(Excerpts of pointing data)
^^^^^^^^^^^^^^^^

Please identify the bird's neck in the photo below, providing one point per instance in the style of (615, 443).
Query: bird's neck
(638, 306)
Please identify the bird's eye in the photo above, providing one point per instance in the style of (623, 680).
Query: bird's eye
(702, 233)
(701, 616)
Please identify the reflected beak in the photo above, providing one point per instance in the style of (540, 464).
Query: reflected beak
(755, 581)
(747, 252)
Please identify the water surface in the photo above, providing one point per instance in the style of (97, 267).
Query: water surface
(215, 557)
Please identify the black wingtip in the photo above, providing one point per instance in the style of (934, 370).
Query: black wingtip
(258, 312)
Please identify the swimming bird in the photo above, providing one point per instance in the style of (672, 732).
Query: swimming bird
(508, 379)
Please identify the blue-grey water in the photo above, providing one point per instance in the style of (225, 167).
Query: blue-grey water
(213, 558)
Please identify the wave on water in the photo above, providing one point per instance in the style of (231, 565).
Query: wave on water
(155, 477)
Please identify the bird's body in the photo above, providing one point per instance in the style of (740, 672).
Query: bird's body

^^^^^^^^^^^^^^^^

▶ Challenge:
Reproduce all of the material above word for word, with every line in its original order.

▶ Expected output:
Please identify the bird's neck in the photo below, providing one point per instance in the style of (615, 443).
Query: bird's neck
(638, 306)
Please identify the bird's eye in the photo above, providing one point per instance in the style of (623, 680).
Query: bird's eye
(702, 233)
(701, 616)
Please identify the reflected beak in the photo above, providing one point per instance in the style of (540, 464).
Query: reflected beak
(755, 581)
(747, 252)
Please identify the water surface in the photo above, providing one point per instance in the style of (97, 267).
Query: water surface
(215, 557)
Please identify the black wingtip in the photo above, providing one point per instance in the style of (934, 370).
Query: black wingtip
(258, 312)
Please identify the swimming bird in the photo above, providing one point per instance in the style of (672, 732).
Query: swimming bird
(508, 379)
Please identify the blue-grey water in the photo above, providing one point per instance in the style of (225, 167).
Query: blue-grey water
(213, 558)
Please identify the wave on water in the photo above, providing one point per instance in the style of (231, 565).
Query: wave on water
(155, 477)
Please identify the bird's body in the photo above, providing one point per instance in the style of (740, 672).
Query: bird's body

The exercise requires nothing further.